### Exercise description
Reproduce the complete listing without any deviation.

### The input

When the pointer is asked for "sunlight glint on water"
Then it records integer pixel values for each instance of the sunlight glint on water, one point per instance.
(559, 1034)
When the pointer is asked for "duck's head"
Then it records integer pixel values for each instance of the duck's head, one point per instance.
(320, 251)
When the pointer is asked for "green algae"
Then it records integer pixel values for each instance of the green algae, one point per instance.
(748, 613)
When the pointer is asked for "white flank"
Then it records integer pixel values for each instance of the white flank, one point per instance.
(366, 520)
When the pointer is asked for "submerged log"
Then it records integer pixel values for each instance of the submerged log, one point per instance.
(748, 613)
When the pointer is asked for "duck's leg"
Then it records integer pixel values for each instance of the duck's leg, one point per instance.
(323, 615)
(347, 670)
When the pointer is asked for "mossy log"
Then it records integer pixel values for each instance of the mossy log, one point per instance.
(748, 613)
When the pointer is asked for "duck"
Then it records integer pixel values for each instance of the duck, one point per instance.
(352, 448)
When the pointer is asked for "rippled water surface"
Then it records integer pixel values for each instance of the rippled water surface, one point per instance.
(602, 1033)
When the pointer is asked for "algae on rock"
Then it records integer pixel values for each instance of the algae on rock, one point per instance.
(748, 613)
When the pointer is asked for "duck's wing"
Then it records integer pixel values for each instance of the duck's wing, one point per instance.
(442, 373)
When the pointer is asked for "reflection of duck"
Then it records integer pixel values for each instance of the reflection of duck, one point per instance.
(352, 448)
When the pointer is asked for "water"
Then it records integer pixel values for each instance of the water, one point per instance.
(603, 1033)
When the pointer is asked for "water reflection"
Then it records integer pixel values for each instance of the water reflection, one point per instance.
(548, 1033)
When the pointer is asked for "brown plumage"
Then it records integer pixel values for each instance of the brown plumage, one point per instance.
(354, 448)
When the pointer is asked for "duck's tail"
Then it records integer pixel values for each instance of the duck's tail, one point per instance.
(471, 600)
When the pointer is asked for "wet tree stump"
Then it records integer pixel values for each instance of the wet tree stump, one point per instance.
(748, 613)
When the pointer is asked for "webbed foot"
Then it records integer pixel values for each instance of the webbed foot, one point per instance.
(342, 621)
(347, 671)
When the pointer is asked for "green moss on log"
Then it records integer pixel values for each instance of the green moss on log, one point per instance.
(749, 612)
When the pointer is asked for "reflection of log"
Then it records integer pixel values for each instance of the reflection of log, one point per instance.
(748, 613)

### Output of the exercise
When the pointer is asked for "sunlight glint on water"
Then it records integer pixel values for each instance of the sunlight glint on water, one point per instance.
(559, 1034)
When the pointer is asked for "duck's head"
Then it records integer pixel values for each instance of the duck's head, one point per instance.
(320, 251)
When the pointer is asked for "green algae"
Then it records integer pixel values for each instance of the green algae, one point per instance.
(748, 613)
When the pointer is asked for "white flank"
Then it records integer pixel values for each instance of the white flank, one point per instance.
(366, 520)
When the pointer is asked for "submerged log"
Then it records integer pixel values for each instance of the submerged log, one point per instance.
(748, 613)
When the pointer is asked for "duck's leg"
Then it records integer pixel values for each instance of the duck's leg, one point per instance.
(323, 615)
(347, 670)
When the pointer is asked for "mossy log"
Then it records integer pixel values for each instance of the mossy log, one point per instance.
(748, 613)
When the pointer is asked for "duck"
Then it records integer pixel values for each instance of the duck, one point per instance.
(352, 448)
When the pointer is asked for "rippled water surface"
Then it records integer pixel values for each instance of the rippled water surface, one point per instance.
(602, 1033)
When the pointer is asked for "algae on rock"
Then it records integer pixel values for each instance of the algae on rock, one point per instance.
(748, 613)
When the pointer is asked for "duck's wing"
Then it records integer pixel values for each instance of the duck's wing, one point per instance.
(442, 373)
When the pointer is asked for "reflection of duck"
Then it records integer pixel values for each instance of the reflection of duck, one point per instance.
(352, 448)
When the pointer is asked for "water"
Then it records integer pixel values for each instance of the water, one point per instance.
(603, 1033)
When the pointer is asked for "water reflection"
Then it records integer pixel values for each instance of the water reflection, one point per instance.
(548, 1033)
When the pointer is asked for "brown plumage"
Then it records integer pixel values for each instance of the brown plumage, one point per instance.
(354, 448)
When the pointer is asked for "duck's tail"
Then it records integer pixel values for each instance of the duck's tail, one point per instance.
(471, 600)
When the pointer is asked for "wet tree stump"
Then it records integer pixel values for each instance of the wet tree stump, one point per instance.
(748, 613)
When the pointer is asked for "webbed foot"
Then it records integer pixel values for each instance of the webbed foot, one point per instance.
(342, 621)
(347, 671)
When the pointer is asked for "green moss on log"
Then it records integer pixel values for each instance of the green moss on log, one point per instance.
(749, 612)
When the pointer is asked for "reflection of log"
Then it records integer pixel values for each instance of the reflection of log, one point per instance.
(748, 613)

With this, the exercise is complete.